-- Tasks and exercises --
A. List every number written with four digits after the decimal point in the passage on entropy and information gain.
B. Print a section of the passage on entropy and information gain, starting with "To compare the" and going on through "the information gain.".
C. Carry on the passage on entropy and information gain from the point where it stops.

-- Page excerpt --
+ + +

We then use our condition, num_pageviews > 18, to split the data into two separate partitions of 10 and 6 rows. Each partition has its own entropy: $$ \begin{aligned} U_{1} &= - p_{\rm{b}} \log_{2} p_{\rm{b}} - p_{\rm{p}} \log_{2} p_{\rm{p}} - p_{\rm{n}} \log_{2} p_{\rm{n}} \\ &= - \frac{4}{10} \log_{2} \left( \frac{4}{10} \right) - \frac{3}{10} \log_{2} \left( \frac{3}{10} \right) - \frac{3}{10} \log_{2} \left( \frac{3}{10} \right) \\ &= 1.5709 \\ \\ U_{2} &= - p_{\rm{b}} \log_{2} p_{\rm{b}} - p_{\rm{p}} \log_{2} p_{\rm{p}} - p_{\rm{n}} \log_{2} p_{\rm{n}} \\ &= - \frac{2}{6} \log_{2} \left( \frac{2}{6} \right) - \frac{0}{6} \log_{2} \left( \frac{0}{6} \right) - \frac{4}{6} \log_{2} \left( \frac{4}{6} \right) \\ &= 0.9183 \end{aligned} $$

To compare the entropy before and after the split we need to take the weighted average of the entropy for each partition, i.e. $\frac{10}{16} U_{1} + \frac{6}{16} U_{2} = 1.3255$. So our split criterion has succeeded in reducing the entropy by $1.5052 - 1.3255 = 0.1797$. This decrease in entropy can also be referred to as the information gain.

+ + +

-- Excerpted data --
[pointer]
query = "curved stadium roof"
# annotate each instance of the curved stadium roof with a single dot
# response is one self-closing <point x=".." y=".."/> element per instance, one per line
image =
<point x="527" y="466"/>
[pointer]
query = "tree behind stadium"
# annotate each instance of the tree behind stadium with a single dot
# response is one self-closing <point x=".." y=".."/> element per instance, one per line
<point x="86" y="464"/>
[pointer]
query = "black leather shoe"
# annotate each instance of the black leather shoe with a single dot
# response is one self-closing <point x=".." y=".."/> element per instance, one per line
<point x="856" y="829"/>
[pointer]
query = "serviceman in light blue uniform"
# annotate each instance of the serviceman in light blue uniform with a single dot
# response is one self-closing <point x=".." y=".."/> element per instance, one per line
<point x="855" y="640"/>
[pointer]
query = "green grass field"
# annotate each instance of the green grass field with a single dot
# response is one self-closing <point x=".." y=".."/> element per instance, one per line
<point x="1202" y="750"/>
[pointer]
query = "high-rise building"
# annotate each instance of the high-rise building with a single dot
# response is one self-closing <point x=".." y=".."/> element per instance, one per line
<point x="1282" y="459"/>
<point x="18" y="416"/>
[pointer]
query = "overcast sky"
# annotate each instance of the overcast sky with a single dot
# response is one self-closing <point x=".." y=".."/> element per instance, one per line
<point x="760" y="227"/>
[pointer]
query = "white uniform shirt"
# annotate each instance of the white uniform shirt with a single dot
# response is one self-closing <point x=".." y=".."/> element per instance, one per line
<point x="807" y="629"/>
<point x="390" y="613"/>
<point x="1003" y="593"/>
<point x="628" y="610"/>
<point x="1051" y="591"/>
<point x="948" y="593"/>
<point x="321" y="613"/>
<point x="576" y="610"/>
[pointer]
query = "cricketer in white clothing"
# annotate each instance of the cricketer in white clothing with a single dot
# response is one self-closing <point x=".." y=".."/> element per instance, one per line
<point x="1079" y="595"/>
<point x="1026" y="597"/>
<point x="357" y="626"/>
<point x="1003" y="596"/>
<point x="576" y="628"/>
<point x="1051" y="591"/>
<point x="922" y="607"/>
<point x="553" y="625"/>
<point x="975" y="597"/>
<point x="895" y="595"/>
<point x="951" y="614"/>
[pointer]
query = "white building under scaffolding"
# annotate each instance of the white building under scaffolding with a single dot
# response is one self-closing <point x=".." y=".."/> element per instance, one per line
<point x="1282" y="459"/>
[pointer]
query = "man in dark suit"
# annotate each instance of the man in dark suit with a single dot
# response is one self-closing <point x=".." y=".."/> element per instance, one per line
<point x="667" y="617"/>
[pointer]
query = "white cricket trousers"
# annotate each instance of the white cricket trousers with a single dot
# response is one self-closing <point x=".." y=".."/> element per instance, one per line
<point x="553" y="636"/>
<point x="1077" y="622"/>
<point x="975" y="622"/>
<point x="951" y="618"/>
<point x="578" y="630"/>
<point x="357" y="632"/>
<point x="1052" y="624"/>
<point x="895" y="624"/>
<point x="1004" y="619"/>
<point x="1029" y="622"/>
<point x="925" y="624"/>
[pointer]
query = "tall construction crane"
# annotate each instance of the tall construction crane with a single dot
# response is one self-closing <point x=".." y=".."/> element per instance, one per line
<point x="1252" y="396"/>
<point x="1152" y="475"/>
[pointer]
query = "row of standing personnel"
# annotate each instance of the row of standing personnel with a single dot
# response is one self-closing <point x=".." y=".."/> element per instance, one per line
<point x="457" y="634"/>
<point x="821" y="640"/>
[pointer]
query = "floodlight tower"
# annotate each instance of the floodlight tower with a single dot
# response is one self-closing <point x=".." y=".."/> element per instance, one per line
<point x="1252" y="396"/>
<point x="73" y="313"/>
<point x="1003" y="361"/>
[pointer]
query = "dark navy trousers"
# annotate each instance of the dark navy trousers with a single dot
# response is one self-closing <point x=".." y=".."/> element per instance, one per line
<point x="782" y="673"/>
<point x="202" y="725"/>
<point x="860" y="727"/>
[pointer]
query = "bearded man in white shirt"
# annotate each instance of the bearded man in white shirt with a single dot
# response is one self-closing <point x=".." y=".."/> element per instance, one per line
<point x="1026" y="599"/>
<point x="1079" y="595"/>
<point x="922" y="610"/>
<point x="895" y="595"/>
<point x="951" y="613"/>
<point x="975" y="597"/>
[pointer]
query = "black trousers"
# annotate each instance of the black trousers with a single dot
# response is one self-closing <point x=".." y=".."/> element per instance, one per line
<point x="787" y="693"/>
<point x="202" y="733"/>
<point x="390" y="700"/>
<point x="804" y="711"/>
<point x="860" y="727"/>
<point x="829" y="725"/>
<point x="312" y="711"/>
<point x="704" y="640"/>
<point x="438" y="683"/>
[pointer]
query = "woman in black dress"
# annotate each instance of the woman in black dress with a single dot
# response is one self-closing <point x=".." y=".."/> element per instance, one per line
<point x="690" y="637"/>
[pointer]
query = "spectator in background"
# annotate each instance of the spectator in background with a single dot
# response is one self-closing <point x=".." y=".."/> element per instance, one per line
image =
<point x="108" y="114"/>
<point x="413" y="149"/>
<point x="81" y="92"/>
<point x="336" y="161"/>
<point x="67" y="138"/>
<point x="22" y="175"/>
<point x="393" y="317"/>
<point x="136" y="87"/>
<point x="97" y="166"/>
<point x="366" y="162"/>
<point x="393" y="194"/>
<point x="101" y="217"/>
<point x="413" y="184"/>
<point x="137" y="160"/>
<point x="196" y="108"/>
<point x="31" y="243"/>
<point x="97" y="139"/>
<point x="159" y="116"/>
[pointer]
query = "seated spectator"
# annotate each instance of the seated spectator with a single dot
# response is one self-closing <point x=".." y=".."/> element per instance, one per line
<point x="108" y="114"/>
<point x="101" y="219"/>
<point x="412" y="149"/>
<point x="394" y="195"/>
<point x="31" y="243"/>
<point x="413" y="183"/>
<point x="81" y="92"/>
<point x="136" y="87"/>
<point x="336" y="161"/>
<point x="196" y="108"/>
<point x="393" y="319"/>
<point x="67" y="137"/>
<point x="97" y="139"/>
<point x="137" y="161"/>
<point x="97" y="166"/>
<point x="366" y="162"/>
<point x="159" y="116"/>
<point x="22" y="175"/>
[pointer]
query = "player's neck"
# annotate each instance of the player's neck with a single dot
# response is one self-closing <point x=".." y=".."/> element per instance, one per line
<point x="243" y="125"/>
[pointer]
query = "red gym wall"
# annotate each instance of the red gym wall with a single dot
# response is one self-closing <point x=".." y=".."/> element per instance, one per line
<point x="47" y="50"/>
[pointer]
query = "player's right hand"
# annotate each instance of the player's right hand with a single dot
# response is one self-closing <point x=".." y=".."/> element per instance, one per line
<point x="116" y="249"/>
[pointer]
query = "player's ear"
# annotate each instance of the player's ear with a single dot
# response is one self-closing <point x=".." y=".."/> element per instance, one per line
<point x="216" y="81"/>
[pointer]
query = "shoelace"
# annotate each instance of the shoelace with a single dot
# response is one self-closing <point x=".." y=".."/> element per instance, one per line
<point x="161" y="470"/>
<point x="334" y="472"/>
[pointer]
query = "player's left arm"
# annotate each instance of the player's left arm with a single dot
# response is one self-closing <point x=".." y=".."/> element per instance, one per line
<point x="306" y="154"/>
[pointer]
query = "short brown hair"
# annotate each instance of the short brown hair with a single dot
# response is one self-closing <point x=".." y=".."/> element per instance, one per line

+ + +

-- Written answers --
A. 1.5709, 0.9183, 1.3255, 1.5052, 0.1797

B.
To compare the entropy before and after the split we need to take the weighted average of the entropy for each partition, i.e. $\frac{10}{16} U_{1} + \frac{6}{16} U_{2} = 1.3255$. So our split criterion has succeeded in reducing the entropy by $1.5052 - 1.3255 = 0.1797$. This decrease in entropy can also be referred to as the information gain.

C.
Now that we understand what the entropy is, the implementation in ruby should be straightforward. Our entropy method will take a set of rows, it will group the rows according to the label in the last column, getting a count for each label. The count for a given label, divided by the total number of rows, will give the probablility for that label. We then combine these probabilities using the formula already presented:

    
  def entropy(rows)
    rows.group_by(&:last).reduce(0) do |entropy,(key, value)|
      prob = value.length.to_f / rows.size
      entropy -= prob * Math.log(prob, 2)
    end
  end
    
  

We will see this entropy enter our algorithm later in the article.

Before that, let's recall that our decision to split our data on this particular attribute and value was selected quasi-randomly. We could have chosen a different pageview limit in our criterion, or we could have split by a completely different attribute. Our decision tree algoritm must explore all the possible ways to split the data, and then choose the criterion which gives the best information gain before-after the split. Let's look at how we can write this algorithm in ruby.

Representing a Decision Tree

The basis of our decision tree is the individual node. Each node is either a decision node or a leaf node, we could represent these as separate classes, but for our implementation we will handle both cases within a single class:

    
class TreeNode
  attr_reader :column_index, :value, :true_branch, :false_branch, :results

  def initialize(column_index: nil, value: nil, true_branch: nil, false_branch: nil, results: nil)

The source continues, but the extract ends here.